(Data lines)
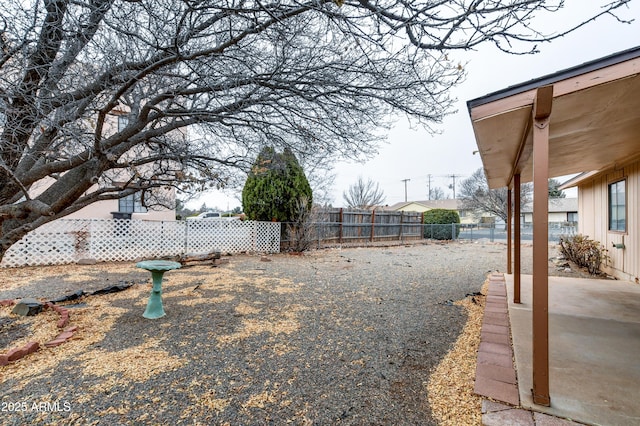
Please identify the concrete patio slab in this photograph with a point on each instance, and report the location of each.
(594, 349)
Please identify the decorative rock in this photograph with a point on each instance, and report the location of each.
(54, 343)
(73, 296)
(27, 307)
(31, 347)
(65, 335)
(15, 354)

→ **Goal of the exercise**:
Rewrite every line of the material, requests included, shifting each point coordinate in the answers up by 150. Omit the pictures from your output.

→ **Output for this exercise**:
Please identify the concrete patio slab in this photograph with a point on each instance, and report the location of each.
(744, 499)
Please identify the decorative rock in this photograph with a point on each instance, and report the location of each.
(204, 493)
(223, 446)
(177, 457)
(181, 497)
(215, 485)
(165, 504)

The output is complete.